■ AIM ■
Please pull out every line of the listing below that contains the word "ride". Treat uppercase and lowercase letters as different.

■ GIVEN RECORDS ■

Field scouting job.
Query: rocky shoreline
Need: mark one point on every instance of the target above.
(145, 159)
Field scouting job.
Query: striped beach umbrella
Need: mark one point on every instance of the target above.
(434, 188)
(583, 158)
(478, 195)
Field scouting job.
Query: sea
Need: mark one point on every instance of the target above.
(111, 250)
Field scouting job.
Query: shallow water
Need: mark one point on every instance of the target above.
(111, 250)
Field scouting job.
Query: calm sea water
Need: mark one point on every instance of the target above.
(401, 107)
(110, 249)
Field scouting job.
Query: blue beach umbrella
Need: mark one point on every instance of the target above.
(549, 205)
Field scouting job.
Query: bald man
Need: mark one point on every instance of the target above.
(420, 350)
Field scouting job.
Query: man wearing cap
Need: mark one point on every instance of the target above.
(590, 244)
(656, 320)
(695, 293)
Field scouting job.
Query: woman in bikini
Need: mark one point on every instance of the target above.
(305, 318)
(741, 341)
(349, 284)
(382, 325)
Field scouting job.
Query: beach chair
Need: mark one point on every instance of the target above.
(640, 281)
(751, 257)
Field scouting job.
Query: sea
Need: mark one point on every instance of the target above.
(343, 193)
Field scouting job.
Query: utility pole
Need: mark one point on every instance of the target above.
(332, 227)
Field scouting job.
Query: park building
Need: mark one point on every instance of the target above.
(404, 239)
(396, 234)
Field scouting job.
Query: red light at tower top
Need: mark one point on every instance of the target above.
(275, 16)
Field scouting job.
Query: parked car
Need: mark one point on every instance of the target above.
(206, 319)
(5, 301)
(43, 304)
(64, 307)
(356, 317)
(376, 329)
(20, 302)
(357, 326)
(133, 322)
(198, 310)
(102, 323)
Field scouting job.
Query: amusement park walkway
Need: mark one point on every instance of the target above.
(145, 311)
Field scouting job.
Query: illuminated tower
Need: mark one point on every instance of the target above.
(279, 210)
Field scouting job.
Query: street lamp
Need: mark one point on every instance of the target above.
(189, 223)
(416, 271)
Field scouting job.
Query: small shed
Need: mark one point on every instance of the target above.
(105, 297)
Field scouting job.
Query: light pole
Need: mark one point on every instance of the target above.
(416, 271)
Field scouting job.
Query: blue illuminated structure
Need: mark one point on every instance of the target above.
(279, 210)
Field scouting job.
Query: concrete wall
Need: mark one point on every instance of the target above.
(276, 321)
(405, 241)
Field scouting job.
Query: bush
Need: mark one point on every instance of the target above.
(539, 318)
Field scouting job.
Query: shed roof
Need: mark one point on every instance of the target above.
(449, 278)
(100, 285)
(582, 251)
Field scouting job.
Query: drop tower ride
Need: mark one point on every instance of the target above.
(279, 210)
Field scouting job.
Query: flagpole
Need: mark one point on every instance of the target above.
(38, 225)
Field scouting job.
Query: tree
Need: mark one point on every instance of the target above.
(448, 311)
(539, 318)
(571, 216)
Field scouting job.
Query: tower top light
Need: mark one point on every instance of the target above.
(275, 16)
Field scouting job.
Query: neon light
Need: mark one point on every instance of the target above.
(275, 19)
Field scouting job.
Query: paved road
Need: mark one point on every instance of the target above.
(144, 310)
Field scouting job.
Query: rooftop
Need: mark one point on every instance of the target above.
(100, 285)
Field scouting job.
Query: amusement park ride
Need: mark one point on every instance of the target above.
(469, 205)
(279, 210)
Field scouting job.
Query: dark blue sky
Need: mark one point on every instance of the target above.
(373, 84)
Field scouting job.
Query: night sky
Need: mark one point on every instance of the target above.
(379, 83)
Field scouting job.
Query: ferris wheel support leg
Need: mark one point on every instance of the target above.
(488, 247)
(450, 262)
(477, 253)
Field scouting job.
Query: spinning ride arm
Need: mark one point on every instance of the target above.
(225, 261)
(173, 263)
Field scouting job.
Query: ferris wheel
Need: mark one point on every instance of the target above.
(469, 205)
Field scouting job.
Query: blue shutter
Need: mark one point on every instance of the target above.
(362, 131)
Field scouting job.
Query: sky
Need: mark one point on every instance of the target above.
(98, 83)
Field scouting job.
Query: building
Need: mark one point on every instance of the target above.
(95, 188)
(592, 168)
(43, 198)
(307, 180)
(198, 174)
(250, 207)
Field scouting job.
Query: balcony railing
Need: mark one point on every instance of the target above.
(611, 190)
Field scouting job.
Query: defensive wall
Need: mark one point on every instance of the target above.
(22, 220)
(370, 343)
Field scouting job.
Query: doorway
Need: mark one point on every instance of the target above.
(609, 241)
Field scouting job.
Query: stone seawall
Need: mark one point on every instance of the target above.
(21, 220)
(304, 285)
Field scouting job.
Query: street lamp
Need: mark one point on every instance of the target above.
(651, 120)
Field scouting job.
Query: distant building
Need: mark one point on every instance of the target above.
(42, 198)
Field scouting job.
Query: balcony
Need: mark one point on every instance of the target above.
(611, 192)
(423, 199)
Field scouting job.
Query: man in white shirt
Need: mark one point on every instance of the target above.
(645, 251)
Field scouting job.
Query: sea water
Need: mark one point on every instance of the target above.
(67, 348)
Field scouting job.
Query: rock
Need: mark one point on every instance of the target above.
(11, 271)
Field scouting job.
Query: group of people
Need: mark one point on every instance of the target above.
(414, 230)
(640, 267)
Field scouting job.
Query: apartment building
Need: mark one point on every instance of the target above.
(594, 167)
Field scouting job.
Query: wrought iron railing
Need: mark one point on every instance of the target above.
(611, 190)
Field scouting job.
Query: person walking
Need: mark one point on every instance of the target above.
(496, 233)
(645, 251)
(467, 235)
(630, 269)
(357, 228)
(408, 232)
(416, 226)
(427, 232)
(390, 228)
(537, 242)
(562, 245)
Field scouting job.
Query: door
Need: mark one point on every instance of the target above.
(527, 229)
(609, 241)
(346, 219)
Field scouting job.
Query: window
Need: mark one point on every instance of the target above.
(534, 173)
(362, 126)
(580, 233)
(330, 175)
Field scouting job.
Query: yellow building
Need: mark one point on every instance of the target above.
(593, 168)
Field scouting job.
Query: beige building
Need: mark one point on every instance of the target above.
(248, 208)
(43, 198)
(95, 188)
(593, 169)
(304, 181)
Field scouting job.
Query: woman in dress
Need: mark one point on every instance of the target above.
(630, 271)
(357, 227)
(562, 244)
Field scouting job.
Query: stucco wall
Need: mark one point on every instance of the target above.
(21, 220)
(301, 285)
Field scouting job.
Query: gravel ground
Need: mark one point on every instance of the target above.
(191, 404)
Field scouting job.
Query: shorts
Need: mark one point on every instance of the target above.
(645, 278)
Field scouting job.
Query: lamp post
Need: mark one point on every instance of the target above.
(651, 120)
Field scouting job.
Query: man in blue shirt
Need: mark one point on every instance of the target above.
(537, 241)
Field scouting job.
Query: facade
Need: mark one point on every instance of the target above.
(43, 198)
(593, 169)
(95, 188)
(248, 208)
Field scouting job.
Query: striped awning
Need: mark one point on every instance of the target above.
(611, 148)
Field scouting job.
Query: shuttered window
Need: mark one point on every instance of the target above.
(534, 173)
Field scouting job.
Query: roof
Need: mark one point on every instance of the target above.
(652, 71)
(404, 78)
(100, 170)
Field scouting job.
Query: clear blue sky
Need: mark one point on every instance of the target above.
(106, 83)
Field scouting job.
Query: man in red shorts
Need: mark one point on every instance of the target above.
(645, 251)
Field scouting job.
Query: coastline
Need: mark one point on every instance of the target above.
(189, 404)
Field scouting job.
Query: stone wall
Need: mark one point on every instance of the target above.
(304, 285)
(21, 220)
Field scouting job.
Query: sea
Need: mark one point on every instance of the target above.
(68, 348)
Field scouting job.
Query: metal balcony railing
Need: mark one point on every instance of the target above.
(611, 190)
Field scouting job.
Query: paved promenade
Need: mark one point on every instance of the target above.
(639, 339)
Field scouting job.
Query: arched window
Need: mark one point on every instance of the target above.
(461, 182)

■ EXPECTED ANSWER ■
Query: drop tower ride
Query: amusement park ride
Query: spinning ride arm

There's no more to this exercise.